### OBJECTIVE
What is needed is the run of lines from the one with "Exercise. Mark the shrub" through the close of the data, set down exactly.

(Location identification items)

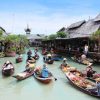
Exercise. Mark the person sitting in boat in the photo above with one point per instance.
(83, 57)
(49, 57)
(36, 55)
(20, 56)
(45, 73)
(89, 70)
(64, 62)
(29, 53)
(28, 68)
(8, 65)
(98, 87)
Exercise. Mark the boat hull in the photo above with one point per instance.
(43, 80)
(25, 73)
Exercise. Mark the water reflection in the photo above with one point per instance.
(30, 88)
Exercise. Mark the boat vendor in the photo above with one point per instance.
(64, 62)
(8, 65)
(29, 67)
(45, 73)
(89, 70)
(29, 53)
(49, 56)
(98, 87)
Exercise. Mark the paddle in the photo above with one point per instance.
(55, 79)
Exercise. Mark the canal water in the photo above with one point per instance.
(31, 89)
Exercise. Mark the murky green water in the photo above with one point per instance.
(31, 89)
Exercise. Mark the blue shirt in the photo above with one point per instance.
(45, 73)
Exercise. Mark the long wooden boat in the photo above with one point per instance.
(7, 71)
(57, 58)
(85, 86)
(18, 60)
(43, 80)
(85, 62)
(96, 77)
(36, 57)
(23, 75)
(50, 61)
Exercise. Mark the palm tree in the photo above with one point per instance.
(96, 36)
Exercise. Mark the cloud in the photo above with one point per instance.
(45, 19)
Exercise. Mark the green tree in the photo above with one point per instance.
(15, 42)
(52, 36)
(61, 34)
(96, 36)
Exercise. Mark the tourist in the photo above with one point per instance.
(98, 87)
(8, 65)
(45, 73)
(89, 70)
(86, 49)
(83, 57)
(64, 64)
(28, 68)
(29, 53)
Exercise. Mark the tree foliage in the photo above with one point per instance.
(61, 34)
(52, 36)
(96, 36)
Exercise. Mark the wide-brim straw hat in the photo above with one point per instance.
(90, 64)
(49, 55)
(64, 59)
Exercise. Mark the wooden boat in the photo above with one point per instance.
(49, 61)
(82, 84)
(96, 77)
(23, 75)
(8, 70)
(36, 57)
(67, 68)
(44, 52)
(57, 58)
(18, 60)
(31, 61)
(85, 62)
(41, 79)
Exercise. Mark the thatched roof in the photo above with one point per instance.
(62, 29)
(84, 28)
(35, 36)
(97, 18)
(77, 24)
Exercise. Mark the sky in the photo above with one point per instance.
(45, 16)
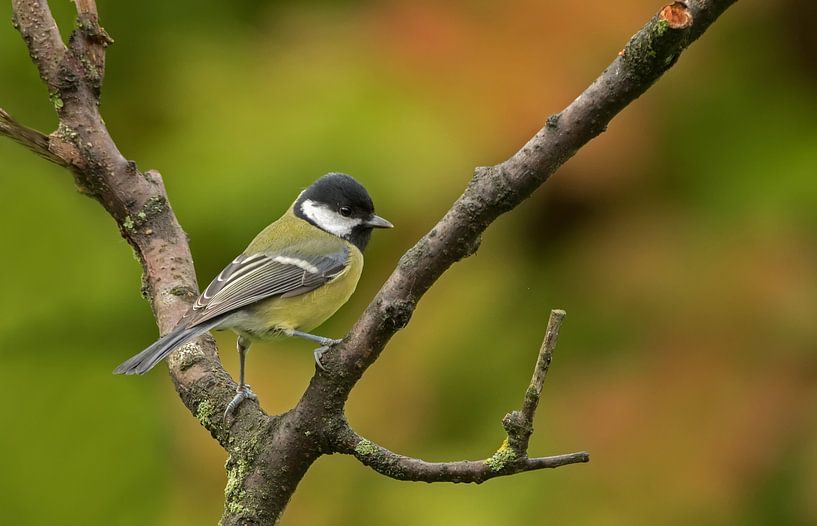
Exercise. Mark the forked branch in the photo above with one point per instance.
(270, 454)
(509, 459)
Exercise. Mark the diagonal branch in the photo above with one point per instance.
(509, 459)
(270, 454)
(495, 190)
(396, 466)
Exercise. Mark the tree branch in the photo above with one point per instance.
(32, 139)
(270, 454)
(495, 190)
(400, 467)
(519, 424)
(509, 459)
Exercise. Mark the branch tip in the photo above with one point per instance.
(677, 15)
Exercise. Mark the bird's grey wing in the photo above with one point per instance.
(253, 277)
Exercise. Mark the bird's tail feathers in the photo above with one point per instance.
(147, 359)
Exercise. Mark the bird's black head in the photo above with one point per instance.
(341, 206)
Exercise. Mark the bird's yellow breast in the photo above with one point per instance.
(274, 316)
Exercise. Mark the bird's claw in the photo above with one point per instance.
(318, 353)
(242, 393)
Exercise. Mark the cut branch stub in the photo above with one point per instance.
(519, 424)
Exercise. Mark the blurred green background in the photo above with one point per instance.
(682, 243)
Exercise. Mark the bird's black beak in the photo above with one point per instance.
(378, 222)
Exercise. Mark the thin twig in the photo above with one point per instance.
(35, 141)
(519, 424)
(504, 462)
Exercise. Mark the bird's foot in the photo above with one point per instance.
(242, 393)
(318, 353)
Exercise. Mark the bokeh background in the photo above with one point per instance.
(682, 243)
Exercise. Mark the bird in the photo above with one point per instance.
(291, 278)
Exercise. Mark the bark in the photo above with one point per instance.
(268, 455)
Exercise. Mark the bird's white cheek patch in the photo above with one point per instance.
(329, 220)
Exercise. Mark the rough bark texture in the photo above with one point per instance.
(268, 455)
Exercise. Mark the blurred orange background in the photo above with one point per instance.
(682, 243)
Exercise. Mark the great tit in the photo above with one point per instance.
(291, 278)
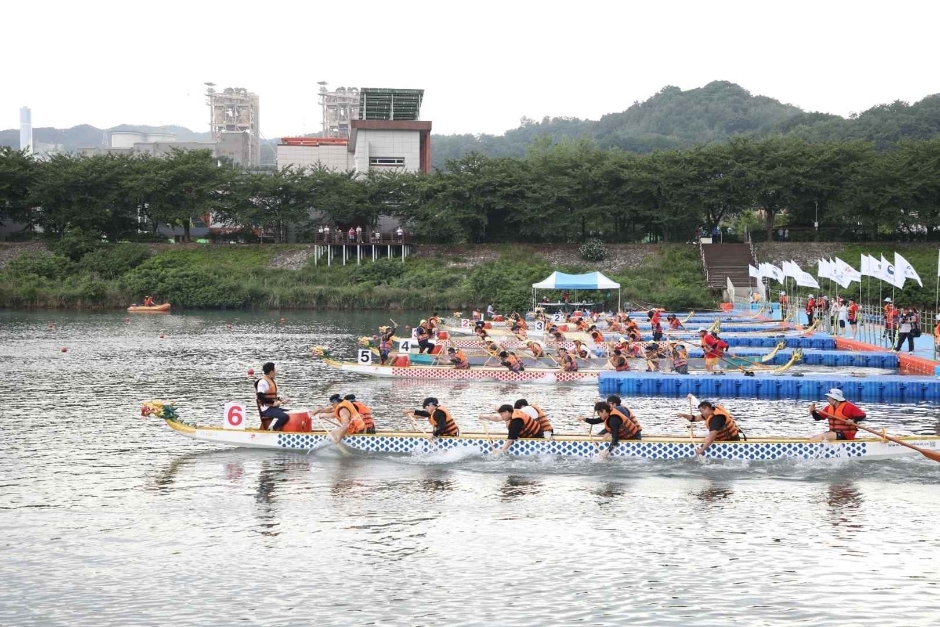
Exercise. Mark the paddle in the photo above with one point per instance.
(934, 455)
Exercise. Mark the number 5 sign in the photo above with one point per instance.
(233, 416)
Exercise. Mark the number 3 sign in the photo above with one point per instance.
(234, 416)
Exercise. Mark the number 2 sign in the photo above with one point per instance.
(233, 417)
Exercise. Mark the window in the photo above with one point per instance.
(392, 162)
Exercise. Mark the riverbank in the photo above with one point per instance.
(286, 277)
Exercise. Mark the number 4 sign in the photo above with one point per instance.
(233, 416)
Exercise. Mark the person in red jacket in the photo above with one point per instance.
(842, 416)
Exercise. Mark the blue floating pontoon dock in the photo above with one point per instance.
(881, 388)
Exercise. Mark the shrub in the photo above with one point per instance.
(116, 260)
(593, 250)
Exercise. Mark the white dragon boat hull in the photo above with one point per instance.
(656, 447)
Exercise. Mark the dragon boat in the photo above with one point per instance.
(164, 308)
(650, 447)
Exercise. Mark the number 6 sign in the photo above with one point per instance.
(233, 416)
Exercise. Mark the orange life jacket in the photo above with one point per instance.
(365, 412)
(730, 431)
(630, 427)
(356, 423)
(450, 426)
(460, 360)
(271, 395)
(543, 419)
(530, 428)
(838, 425)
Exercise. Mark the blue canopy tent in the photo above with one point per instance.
(585, 282)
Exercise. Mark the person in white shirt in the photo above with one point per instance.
(269, 403)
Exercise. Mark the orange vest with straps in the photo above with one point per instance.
(271, 395)
(356, 423)
(365, 412)
(730, 431)
(543, 418)
(450, 425)
(838, 425)
(530, 428)
(628, 429)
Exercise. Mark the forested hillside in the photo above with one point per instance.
(714, 113)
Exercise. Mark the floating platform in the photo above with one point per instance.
(880, 388)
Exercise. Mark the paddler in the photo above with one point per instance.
(345, 415)
(269, 403)
(714, 350)
(536, 349)
(721, 426)
(458, 358)
(841, 414)
(536, 412)
(442, 422)
(385, 341)
(580, 351)
(619, 361)
(519, 424)
(364, 411)
(423, 335)
(566, 360)
(680, 358)
(509, 359)
(617, 425)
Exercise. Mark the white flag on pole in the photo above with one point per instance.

### EXERCISE SOLUTION
Exercise. Mark the shrub in the photo above with one point per instance.
(116, 260)
(593, 250)
Exercise. Mark the white dragon boat hull in the photo above with one point per instance.
(656, 447)
Exercise. Mark the dragon boat in the photo above with one point per instance.
(164, 308)
(650, 447)
Exercise. Mark the number 6 sign in the photo above with one point per instance.
(233, 416)
Exercise. Mark the orange life jacket in the photo above with one point per instance.
(365, 412)
(730, 431)
(630, 427)
(356, 423)
(450, 426)
(460, 360)
(271, 395)
(543, 419)
(530, 428)
(838, 425)
Exercise. Mark the blue canopy tent in the photo above with one point per instance.
(585, 282)
Exercise. Mark the person in white shirt in the photo above with one point per instance.
(269, 403)
Exercise. Mark the orange vest with straps in the photo above with one point per instance.
(271, 395)
(356, 423)
(365, 412)
(730, 431)
(543, 418)
(450, 425)
(838, 425)
(530, 428)
(628, 429)
Exercise. Mark the forested hillside in the photo above with one point per instance.
(714, 113)
Exercise. Mark the floating platform in the photo above with one point per instance.
(880, 388)
Exercise. Mark the paddler in the photo above with one point per instance.
(345, 415)
(269, 403)
(714, 350)
(536, 349)
(721, 426)
(458, 358)
(841, 414)
(536, 412)
(442, 422)
(385, 341)
(580, 351)
(619, 361)
(519, 424)
(364, 411)
(423, 335)
(566, 360)
(680, 358)
(509, 359)
(617, 425)
Exercise. Mark the white flag on pole in the photo above with one point per instance.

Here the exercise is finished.